### Written request:
Take the material and output all of it exactly.

### Data lines:
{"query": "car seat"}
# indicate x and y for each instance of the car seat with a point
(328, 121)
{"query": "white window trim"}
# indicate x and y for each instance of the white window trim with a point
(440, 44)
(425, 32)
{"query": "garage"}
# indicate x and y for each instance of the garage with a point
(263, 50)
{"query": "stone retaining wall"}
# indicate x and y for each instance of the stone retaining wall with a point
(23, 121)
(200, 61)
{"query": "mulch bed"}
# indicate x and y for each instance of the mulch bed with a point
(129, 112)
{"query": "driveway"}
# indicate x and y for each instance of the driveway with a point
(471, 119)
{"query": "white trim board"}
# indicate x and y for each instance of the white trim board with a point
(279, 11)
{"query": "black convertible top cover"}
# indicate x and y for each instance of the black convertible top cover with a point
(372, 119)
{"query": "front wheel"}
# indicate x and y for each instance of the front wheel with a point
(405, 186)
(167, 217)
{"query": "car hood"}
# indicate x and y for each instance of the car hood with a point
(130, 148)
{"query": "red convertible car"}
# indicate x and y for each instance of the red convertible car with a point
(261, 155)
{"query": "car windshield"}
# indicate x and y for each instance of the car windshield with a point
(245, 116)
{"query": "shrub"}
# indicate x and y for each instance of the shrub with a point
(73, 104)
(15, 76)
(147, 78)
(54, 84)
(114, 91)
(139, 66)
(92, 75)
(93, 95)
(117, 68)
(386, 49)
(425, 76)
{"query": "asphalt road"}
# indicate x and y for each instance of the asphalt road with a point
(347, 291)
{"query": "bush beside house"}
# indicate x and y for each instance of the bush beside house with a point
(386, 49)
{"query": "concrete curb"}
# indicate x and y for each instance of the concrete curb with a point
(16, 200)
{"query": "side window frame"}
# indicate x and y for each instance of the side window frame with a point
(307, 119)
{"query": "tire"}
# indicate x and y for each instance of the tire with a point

### Reply:
{"query": "car seat"}
# indicate x and y for each instance of the car seat with a point
(328, 121)
{"query": "white window trim"}
# indicate x and y for each instance of the white window trim with a point
(440, 44)
(425, 32)
{"query": "garage"}
# indicate x and y for each instance of the garage with a point
(263, 50)
{"query": "stone retaining wall"}
# indicate x and y for each instance of the stone retaining wall with a point
(23, 121)
(200, 61)
{"query": "mulch bed"}
# indicate x and y for each instance of the mulch bed with a point
(129, 112)
{"query": "driveway"}
# indicate x and y for each instance of the driveway with a point
(471, 119)
{"query": "white trim board"}
# indicate x and y for each instance of the white trim board with a point
(279, 11)
{"query": "black convertible top cover"}
# indicate x and y for each instance of the black convertible top cover with a point
(372, 119)
{"query": "front wheel"}
# indicate x and y for each instance of the front wheel with a point
(405, 186)
(167, 217)
{"query": "car hood"}
# indicate x and y for each instance of the car hood with a point
(130, 148)
{"query": "red convertible car"}
# indicate x and y for each instance of the red convertible car with a point
(261, 155)
{"query": "car windshield"}
# indicate x and y for each instance of the car windshield with a point
(245, 116)
{"query": "shrub"}
# indicate x and y for each instance of the shrub with a point
(73, 104)
(15, 76)
(147, 78)
(54, 84)
(114, 91)
(139, 66)
(92, 75)
(93, 95)
(117, 68)
(386, 49)
(425, 76)
{"query": "asphalt road"}
# indicate x and y for each instance of the asphalt road with a point
(347, 291)
{"query": "bush beside house"}
# indicate x and y for each instance of the bush beside house with a point
(386, 49)
{"query": "concrete curb"}
# indicate x and y for each instance of the concrete curb with a point
(16, 200)
{"query": "side window frame"}
# indicate x and y for each instance of the side window frame with a point
(307, 119)
{"query": "tire"}
# indicate x and y for each instance of the tire with a point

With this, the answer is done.